**** Reading passage ****

Certainly not arguing with anything anyone has to say about drought, but it's a bit more complicated than graphs and charts. 

If one is looking to raise row crops for a living, maybe not, but for feeding one's family, thousands of folks west of the Pecos get along fine on 10" of rain per year or less. It's just a different ballgame. Our aquifers are kept healthy by snowfall in the mountains, so large farms and ranches with historical water irrigation rights grow hay, corn, cotton, etc. Those water rights are grandfathered to their current owners, but household wells can irrigate up to 5 acres, which is plenty to feed a family.

We are not "big gardeners", so just the grey water from two rather self indulgent morning showers is enough to keep our "maters and tarters" growing. I have friends who hardly buy any food at all, but grow it themselves with water pumped with a solar setup.

I used to get a stock tank that held about 650,000 gallons filled each monsoon season, but didn't use it for anything, so I pushed out the dam almost all the way down so that the good dirt in the bottom gets soaked with each rain and now it fills up with some great feed each year.

Once again, not arguing with anybody, but this place was real cheap when we bought it 14 years ago, because with the low rainfall in the desert, lots of people thought you couldn't do anything here. Need to check on the aquifer and population and many other factors, not just the rainfall, or you may miss a good deal on a nice place. Calculate the rainfall on your acreage, convert to gallons, look at all the country around you that nobody is using the water for anything...You might get a surprise ...Joe


----------



## sisterpine (May 9, 2004)

The first time I had a choice I moved for human love, the second time I had a choice I moved for beautiful country. This time I have a choice and I moved to a place where food production was easier. We all have our criteria- it seems to change with seasons of our lives. Just live someplace that makes you happy and you will do well.


----------



## ChristieAcres (Apr 11, 2009)

joebill said:


> Certainly not arguing with anything anyone has to say about drought, but it's a bit more complicated than graphs and charts.
> 
> If one is looking to raise row crops for a living, maybe not, but for feeding one's family, thousands of folks west of the Pecos get along fine on 10" of rain per year or less. It's just a different ballgame. Our aquifers are kept healthy by snowfall in the mountains, so large farms and ranches with historical water irrigation rights grow hay, corn, cotton, etc. Those water rights are grandfathered to their current owners, but household wells can irrigate up to 5 acres, which is plenty to feed a family.
> 
> ...


Good post! We felt more comfortable, considering a SHTF scenario to have both, plenty of rainfall, and a very dependable high output well. However, one can find great deals in slightly challenging areas as you said.


----------

****

Brief A:
Count the lines in the entries that contain the string "stone", where case counts. Reply with the number alone.

**** Input data ****

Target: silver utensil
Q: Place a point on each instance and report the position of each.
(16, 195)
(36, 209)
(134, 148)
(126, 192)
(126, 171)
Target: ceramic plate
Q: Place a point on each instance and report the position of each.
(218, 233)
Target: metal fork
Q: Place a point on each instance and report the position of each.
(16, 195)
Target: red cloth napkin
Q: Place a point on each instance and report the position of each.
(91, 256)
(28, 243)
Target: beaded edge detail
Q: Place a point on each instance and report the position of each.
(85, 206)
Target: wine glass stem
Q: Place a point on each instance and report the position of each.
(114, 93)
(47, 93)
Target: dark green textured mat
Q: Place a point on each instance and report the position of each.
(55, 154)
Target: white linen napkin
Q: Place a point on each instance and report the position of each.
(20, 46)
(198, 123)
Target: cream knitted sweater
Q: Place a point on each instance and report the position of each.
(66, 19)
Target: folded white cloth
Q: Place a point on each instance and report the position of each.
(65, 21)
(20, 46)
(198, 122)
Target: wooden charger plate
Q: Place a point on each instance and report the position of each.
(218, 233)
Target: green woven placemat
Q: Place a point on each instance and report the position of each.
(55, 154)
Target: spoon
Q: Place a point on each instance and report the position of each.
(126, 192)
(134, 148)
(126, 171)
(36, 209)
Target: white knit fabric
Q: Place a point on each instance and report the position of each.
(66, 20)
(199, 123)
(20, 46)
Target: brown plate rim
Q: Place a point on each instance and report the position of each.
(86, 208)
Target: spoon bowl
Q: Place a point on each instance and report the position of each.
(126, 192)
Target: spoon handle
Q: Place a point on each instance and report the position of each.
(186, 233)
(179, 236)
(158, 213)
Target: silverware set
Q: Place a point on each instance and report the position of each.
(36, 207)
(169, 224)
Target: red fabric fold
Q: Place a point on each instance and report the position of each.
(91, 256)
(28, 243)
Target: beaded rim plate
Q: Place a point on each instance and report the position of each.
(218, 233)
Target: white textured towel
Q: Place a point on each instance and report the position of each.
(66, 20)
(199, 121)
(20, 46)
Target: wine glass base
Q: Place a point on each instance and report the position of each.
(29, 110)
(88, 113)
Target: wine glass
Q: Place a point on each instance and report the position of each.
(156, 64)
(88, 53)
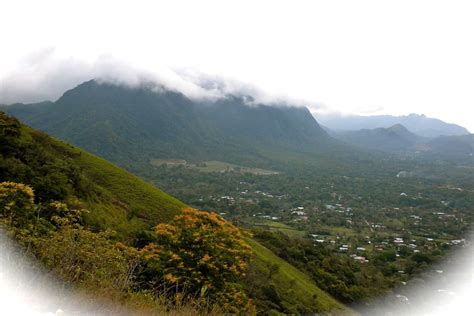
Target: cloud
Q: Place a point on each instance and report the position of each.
(45, 75)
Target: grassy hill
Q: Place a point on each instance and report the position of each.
(294, 288)
(118, 200)
(133, 127)
(115, 198)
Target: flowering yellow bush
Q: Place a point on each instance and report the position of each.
(200, 252)
(16, 203)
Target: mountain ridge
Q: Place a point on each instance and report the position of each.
(418, 124)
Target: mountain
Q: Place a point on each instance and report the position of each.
(453, 146)
(63, 175)
(115, 198)
(393, 139)
(135, 125)
(418, 124)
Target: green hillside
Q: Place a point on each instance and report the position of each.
(115, 200)
(295, 290)
(135, 126)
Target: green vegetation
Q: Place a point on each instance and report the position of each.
(91, 224)
(287, 289)
(212, 166)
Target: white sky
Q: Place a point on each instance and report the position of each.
(365, 57)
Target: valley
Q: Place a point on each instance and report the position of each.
(333, 223)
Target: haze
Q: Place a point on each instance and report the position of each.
(363, 58)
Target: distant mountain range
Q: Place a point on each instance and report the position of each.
(134, 126)
(418, 124)
(130, 125)
(398, 139)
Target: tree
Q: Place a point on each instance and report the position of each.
(199, 252)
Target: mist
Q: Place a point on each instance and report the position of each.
(45, 75)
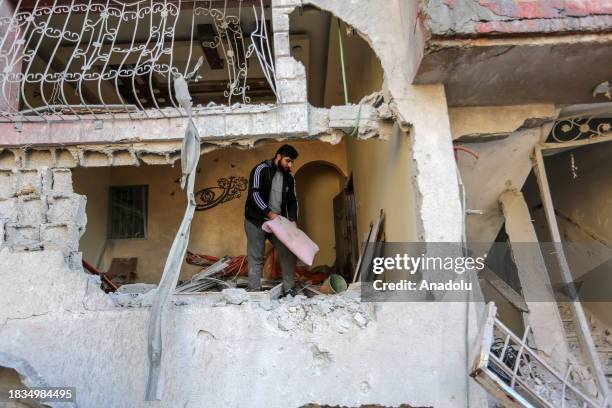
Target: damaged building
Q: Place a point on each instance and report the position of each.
(483, 124)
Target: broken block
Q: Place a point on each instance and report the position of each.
(30, 210)
(28, 182)
(67, 208)
(62, 180)
(8, 183)
(60, 236)
(22, 237)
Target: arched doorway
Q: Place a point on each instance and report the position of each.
(317, 184)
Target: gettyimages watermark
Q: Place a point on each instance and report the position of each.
(425, 272)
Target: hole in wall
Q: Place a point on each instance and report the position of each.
(314, 41)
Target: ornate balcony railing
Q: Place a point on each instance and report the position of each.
(70, 60)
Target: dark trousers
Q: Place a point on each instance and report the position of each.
(256, 241)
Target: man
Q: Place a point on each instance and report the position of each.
(271, 193)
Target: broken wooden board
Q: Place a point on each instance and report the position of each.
(543, 317)
(259, 296)
(503, 289)
(501, 165)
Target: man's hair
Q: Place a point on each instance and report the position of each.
(287, 151)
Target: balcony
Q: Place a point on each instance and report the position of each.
(74, 60)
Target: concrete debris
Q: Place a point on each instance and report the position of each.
(133, 299)
(235, 296)
(140, 288)
(344, 313)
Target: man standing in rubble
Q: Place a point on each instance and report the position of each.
(271, 193)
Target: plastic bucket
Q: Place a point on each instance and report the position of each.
(334, 284)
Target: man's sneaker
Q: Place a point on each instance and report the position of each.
(291, 292)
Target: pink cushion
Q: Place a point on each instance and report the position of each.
(293, 238)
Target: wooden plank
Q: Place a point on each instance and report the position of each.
(543, 317)
(580, 321)
(371, 247)
(504, 289)
(363, 247)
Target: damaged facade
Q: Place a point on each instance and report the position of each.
(463, 121)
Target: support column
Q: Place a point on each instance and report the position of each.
(543, 316)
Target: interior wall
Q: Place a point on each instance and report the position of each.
(382, 176)
(93, 183)
(218, 231)
(364, 73)
(585, 201)
(317, 185)
(319, 30)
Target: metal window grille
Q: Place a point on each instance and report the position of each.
(74, 59)
(128, 212)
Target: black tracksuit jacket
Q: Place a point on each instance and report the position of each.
(260, 182)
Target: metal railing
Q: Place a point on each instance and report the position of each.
(70, 60)
(517, 375)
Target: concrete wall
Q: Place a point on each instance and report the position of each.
(330, 350)
(382, 176)
(218, 231)
(317, 185)
(585, 203)
(364, 74)
(471, 17)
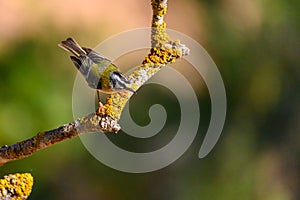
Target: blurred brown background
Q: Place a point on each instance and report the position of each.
(254, 43)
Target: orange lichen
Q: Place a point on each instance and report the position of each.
(16, 186)
(163, 51)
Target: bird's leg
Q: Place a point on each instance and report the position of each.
(101, 109)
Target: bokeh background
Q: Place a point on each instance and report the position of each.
(254, 43)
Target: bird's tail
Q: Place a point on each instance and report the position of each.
(73, 47)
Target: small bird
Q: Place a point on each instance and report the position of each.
(99, 72)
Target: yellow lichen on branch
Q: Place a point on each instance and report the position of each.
(16, 186)
(164, 51)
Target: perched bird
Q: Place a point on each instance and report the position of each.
(99, 72)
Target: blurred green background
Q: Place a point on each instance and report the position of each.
(254, 43)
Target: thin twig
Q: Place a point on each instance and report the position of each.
(163, 51)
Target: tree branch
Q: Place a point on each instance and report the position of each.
(164, 51)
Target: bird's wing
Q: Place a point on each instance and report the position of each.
(95, 56)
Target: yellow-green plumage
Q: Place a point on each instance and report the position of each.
(99, 72)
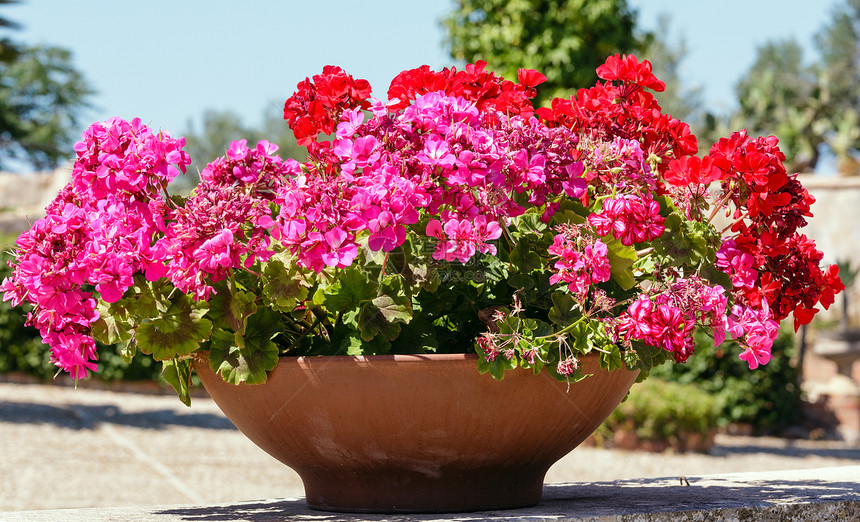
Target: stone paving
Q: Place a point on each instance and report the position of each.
(85, 448)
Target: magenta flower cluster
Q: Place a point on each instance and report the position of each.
(564, 203)
(99, 232)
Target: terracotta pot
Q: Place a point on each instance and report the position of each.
(416, 433)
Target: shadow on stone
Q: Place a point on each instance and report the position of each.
(714, 496)
(80, 417)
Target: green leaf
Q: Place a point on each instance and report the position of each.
(611, 358)
(246, 358)
(524, 258)
(520, 281)
(355, 345)
(383, 315)
(348, 292)
(419, 336)
(496, 367)
(178, 331)
(177, 373)
(111, 328)
(285, 288)
(231, 307)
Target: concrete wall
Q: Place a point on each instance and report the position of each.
(23, 197)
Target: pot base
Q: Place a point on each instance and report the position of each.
(417, 433)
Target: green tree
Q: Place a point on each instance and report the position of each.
(809, 107)
(565, 40)
(42, 100)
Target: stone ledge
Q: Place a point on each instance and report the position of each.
(824, 494)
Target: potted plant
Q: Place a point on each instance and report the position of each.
(571, 241)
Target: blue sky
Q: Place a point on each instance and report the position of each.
(166, 61)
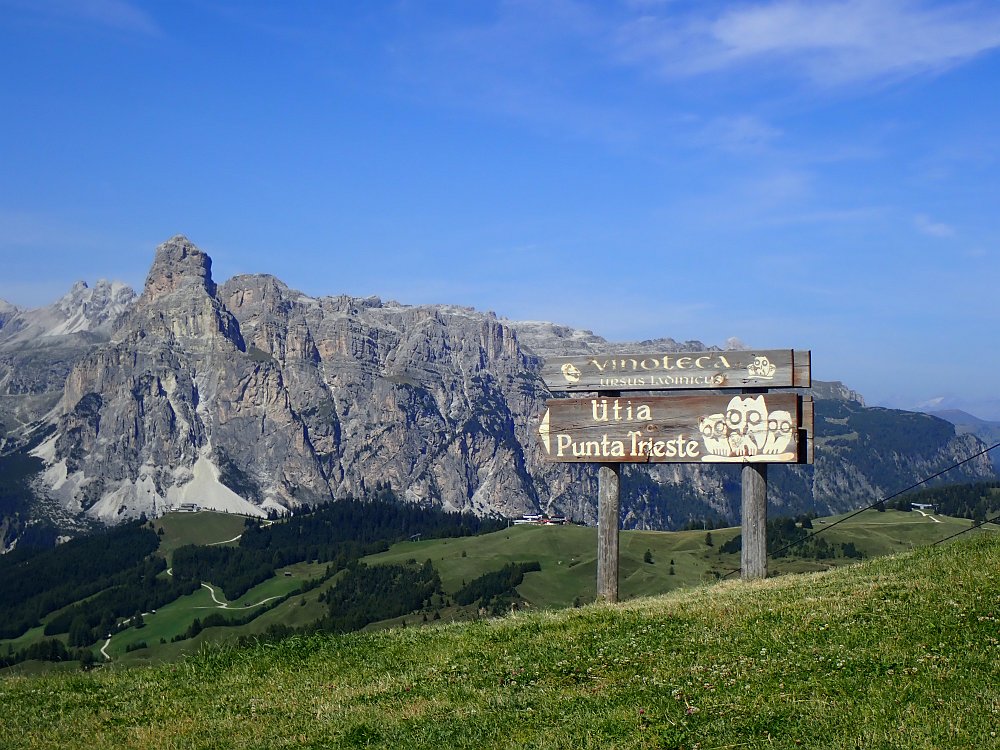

****

Brief B:
In the forum thread, why did the poster who signs as Joe push out the dam on his stock tank, and what has happened since?

Worked answer A:
3

Worked answer B:
The tank held about 650,000 gallons and filled each monsoon season, but he didn't use it for anything. He pushed the dam out almost all the way down so that the good dirt in the bottom gets soaked with each rain. Now it fills up with some great feed each year.